◆ Exercise objective
Turn each line of the records below into a string in one JSON list, skipping blank lines.

◆ Material provided
━━━━━━━━━━━━━━━━━━━━━━━━━━━━━━
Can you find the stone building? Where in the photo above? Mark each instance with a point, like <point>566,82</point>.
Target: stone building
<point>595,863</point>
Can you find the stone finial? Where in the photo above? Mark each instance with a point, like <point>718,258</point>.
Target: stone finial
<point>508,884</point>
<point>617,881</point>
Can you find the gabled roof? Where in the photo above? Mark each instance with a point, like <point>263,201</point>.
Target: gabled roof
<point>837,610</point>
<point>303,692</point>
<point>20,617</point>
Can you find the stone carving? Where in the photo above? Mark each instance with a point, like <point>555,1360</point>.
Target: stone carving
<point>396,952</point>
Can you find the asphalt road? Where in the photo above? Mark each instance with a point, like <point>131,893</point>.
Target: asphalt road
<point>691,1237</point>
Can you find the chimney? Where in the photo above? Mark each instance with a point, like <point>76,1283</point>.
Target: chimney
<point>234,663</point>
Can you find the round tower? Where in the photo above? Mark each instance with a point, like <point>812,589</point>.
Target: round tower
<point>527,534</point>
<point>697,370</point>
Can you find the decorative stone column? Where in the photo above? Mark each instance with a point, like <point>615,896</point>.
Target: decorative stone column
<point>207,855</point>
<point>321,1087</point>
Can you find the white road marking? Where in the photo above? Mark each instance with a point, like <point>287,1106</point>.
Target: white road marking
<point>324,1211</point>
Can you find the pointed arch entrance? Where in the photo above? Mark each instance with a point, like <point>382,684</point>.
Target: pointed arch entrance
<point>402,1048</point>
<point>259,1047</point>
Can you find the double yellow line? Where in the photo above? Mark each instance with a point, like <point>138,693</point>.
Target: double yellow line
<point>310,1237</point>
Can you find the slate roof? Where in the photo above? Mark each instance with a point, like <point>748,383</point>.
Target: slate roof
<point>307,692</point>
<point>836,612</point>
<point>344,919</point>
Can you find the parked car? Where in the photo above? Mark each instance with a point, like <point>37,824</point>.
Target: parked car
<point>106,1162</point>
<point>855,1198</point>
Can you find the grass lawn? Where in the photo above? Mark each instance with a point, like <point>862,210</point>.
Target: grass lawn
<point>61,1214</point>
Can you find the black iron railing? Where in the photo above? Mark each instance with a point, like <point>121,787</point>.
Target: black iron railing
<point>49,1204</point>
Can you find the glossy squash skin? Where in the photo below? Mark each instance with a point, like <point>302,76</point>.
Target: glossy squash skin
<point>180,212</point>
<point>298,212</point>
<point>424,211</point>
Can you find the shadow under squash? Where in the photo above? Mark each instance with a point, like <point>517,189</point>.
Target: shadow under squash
━━━━━━━━━━━━━━━━━━━━━━━━━━━━━━
◆ Completed task
[
  "Can you find the stone building? Where in the photo above? Mark each instance with a point, like <point>566,82</point>.",
  "Target: stone building",
  "<point>595,863</point>",
  "Can you find the stone finial? Where in the photo above? Mark each instance with a point, like <point>718,258</point>.",
  "Target: stone finial",
  "<point>508,884</point>",
  "<point>617,881</point>",
  "Can you find the gabled roof? Where in the photo above? Mark each instance with a point, like <point>263,201</point>.",
  "Target: gabled roof",
  "<point>837,610</point>",
  "<point>303,692</point>",
  "<point>20,617</point>",
  "Can you find the stone carving? Where in the photo above? Mark each instance with a point, like <point>555,1360</point>.",
  "Target: stone carving",
  "<point>396,952</point>",
  "Can you find the asphalt road? Where in the photo above? Mark each instance with a point, like <point>131,893</point>.",
  "Target: asphalt road",
  "<point>691,1237</point>",
  "Can you find the chimney? Where in the photo above? Mark each instance with a point, like <point>76,1283</point>.",
  "Target: chimney",
  "<point>234,663</point>",
  "Can you find the round tower? Where in the photo above? Mark each instance with a point, like <point>812,589</point>.",
  "Target: round tower",
  "<point>527,534</point>",
  "<point>697,370</point>",
  "Can you find the decorative stone column? Where in the photo above? Mark each instance with a point, like <point>615,896</point>.",
  "Target: decorative stone column",
  "<point>207,855</point>",
  "<point>321,1087</point>",
  "Can you find the white road marking? Where in the photo above? Mark each instance with a point, like <point>287,1106</point>.",
  "Target: white road marking",
  "<point>324,1211</point>",
  "Can you find the pointed arch entrance? Where in the photo above? Mark each instance with a point, like <point>382,684</point>.",
  "Target: pointed arch entrance",
  "<point>402,1048</point>",
  "<point>259,1047</point>",
  "Can you find the double yellow line? Where in the photo above? Mark each instance with a point, like <point>138,693</point>.",
  "Target: double yellow line",
  "<point>310,1237</point>",
  "Can you find the slate roof? Where in the photo above? Mark each instance with a point, like <point>748,383</point>.",
  "Target: slate roof",
  "<point>307,692</point>",
  "<point>836,612</point>",
  "<point>344,919</point>",
  "Can you find the parked car? Where in the photo above? Mark each instance with a point, like <point>37,824</point>.",
  "Target: parked car",
  "<point>106,1162</point>",
  "<point>855,1198</point>",
  "Can you find the grass lawn? Where in the photo above? Mark each instance with a point, like <point>862,210</point>.",
  "Target: grass lawn",
  "<point>61,1214</point>",
  "Can you find the black iron railing? Where in the photo above? Mark each instance with a point, like <point>121,787</point>.",
  "Target: black iron railing",
  "<point>49,1204</point>",
  "Can you find the glossy squash skin? Where in the photo below? Mark each instance with a point, like <point>302,76</point>.",
  "Target: glossy squash skin",
  "<point>180,212</point>",
  "<point>298,212</point>",
  "<point>424,211</point>",
  "Can you find the shadow under squash? Where in the photo above? Mark each instance with a point, like <point>517,189</point>.",
  "Target: shadow under squash"
]